WHAT YOU NEED TO DO: Put the stretch of the listing below, from the line containing "Can you spot the black" through the line containing "x=579, y=844" (both ends included), into a Markdown table with the columns Row and Listing line, numbering each line and omitting blank lines. Leave the pictures out of the table.

PROVIDED DATA:
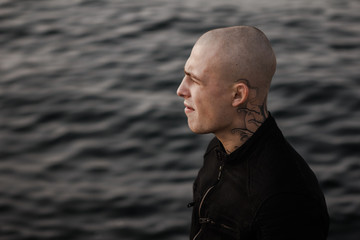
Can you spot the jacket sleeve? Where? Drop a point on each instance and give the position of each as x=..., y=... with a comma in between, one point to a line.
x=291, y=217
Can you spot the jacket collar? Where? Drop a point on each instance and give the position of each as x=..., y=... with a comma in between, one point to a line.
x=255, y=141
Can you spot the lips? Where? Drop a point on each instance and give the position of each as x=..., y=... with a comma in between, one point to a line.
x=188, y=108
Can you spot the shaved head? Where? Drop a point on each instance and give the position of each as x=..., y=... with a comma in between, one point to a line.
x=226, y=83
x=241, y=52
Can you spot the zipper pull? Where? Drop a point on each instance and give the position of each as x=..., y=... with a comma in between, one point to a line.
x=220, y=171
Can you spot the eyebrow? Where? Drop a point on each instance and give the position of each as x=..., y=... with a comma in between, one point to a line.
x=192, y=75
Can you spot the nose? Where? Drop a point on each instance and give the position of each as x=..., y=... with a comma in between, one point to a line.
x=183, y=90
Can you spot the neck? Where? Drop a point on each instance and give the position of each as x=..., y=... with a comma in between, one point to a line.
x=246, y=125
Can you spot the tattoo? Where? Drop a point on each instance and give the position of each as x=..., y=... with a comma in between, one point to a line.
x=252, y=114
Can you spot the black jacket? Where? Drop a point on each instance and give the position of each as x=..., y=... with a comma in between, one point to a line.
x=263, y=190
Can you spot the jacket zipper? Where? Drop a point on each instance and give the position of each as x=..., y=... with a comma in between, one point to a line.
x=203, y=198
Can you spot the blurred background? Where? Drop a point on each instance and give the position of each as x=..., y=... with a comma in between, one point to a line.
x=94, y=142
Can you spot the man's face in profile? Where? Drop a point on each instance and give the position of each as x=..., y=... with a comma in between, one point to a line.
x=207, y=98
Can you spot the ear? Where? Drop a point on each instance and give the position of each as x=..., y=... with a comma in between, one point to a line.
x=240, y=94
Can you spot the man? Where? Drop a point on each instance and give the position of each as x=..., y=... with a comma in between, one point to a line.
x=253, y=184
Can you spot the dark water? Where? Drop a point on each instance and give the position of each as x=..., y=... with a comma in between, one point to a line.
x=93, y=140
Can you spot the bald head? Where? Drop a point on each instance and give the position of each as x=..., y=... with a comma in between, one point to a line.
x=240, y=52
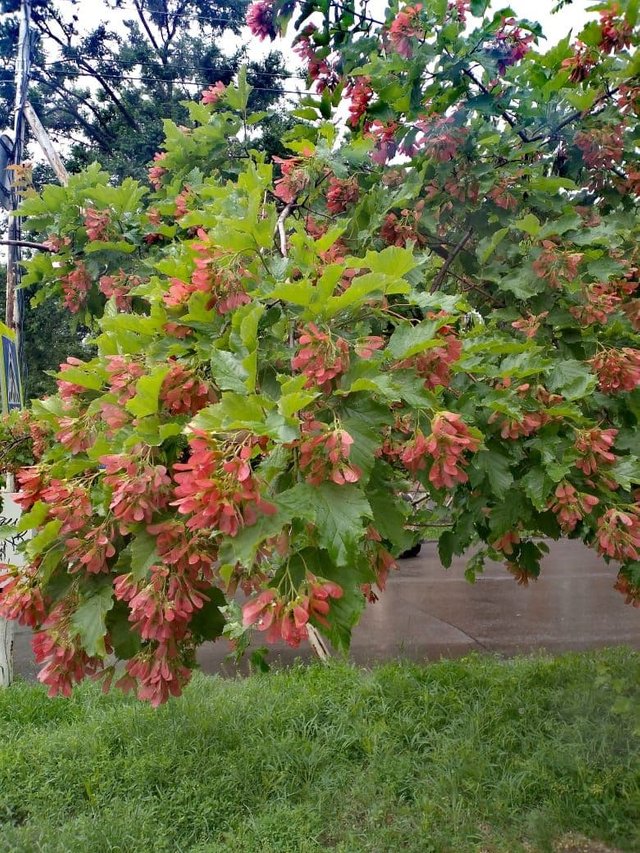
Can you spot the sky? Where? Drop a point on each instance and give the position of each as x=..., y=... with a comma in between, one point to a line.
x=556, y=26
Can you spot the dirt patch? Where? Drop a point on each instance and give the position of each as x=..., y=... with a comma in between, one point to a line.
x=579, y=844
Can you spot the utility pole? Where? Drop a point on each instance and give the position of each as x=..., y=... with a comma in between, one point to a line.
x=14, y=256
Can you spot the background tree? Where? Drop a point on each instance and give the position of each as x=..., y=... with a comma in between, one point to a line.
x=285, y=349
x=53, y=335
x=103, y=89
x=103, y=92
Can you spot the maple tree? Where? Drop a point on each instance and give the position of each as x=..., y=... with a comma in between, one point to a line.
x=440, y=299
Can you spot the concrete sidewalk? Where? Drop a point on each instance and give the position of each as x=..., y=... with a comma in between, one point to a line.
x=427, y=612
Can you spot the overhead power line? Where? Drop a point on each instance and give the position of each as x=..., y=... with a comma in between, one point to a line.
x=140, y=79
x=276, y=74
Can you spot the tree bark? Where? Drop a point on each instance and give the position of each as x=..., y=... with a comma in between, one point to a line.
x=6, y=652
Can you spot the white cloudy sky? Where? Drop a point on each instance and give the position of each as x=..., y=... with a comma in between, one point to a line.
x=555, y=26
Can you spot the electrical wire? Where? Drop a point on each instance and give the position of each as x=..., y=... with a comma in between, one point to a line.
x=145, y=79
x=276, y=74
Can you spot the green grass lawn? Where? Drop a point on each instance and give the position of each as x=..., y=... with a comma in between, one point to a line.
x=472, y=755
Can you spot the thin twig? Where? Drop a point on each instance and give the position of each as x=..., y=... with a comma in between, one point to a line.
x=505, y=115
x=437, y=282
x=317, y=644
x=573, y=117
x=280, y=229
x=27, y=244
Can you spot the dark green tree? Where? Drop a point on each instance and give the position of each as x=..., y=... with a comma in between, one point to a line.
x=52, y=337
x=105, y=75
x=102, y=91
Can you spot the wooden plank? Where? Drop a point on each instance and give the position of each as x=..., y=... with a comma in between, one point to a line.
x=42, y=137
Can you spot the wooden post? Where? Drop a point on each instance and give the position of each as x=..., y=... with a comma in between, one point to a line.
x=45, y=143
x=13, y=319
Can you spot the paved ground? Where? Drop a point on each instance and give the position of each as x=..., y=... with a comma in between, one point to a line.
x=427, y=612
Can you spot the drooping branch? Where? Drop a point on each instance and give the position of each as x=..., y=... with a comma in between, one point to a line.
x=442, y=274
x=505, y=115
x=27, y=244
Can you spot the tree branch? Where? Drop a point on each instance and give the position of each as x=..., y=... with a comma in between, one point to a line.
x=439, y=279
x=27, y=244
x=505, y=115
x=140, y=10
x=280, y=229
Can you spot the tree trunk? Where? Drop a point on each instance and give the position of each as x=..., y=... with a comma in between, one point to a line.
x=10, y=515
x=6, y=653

ANSWER TO THIS PROBLEM:
| Row | Listing line |
|---|---|
| 1 | Can you spot the black jacket? Where? Drop a point on each instance and give the position of each as x=..., y=... with a comma in between, one point to a line. |
| 2 | x=263, y=190 |
| 3 | Can you spot the jacket zipper? Where? Drop a point on each instance and give the position of each as x=..., y=... with a comma in between, one point to a line. |
| 4 | x=203, y=198 |
| 5 | Can you spot the blurred background? Where? Drop a point on each instance and give the position of each as x=..., y=... with a comma in between, one point to a line. |
| 6 | x=94, y=142 |
| 7 | Can you spot the man's face in profile? Where? Drop a point on each instance and give the position of each as x=..., y=... with a comma in between, one point to a line. |
| 8 | x=207, y=98 |
| 9 | Can you spot the ear? Where? Drop a point on each instance and give the position of each as x=..., y=... with a comma in between, one point to a line. |
| 10 | x=240, y=94 |
| 11 | Can you spot the man? Where? Drop a point on each instance and give the position of each as x=..., y=... with a comma in between, one point to a line. |
| 12 | x=253, y=184 |
| 13 | Can you spot the dark water? Where? Drop a point on each instance and give the position of each as x=..., y=... with a comma in between, one point to a line. |
| 14 | x=93, y=140 |
| 15 | Can you spot the bald head? Where? Drop a point on each instance and give the position of each as x=..., y=... with a comma in between, one point to a line. |
| 16 | x=240, y=52 |
| 17 | Can you spot the sky? Where? Drop a point on each instance and give the position of each as x=..., y=... with a comma in between, one point to a line. |
| 18 | x=556, y=26 |
| 19 | Can you spot the dirt patch? Where? Drop a point on each instance and give the position of each as x=..., y=... with a comma in between, one point to a line. |
| 20 | x=579, y=844 |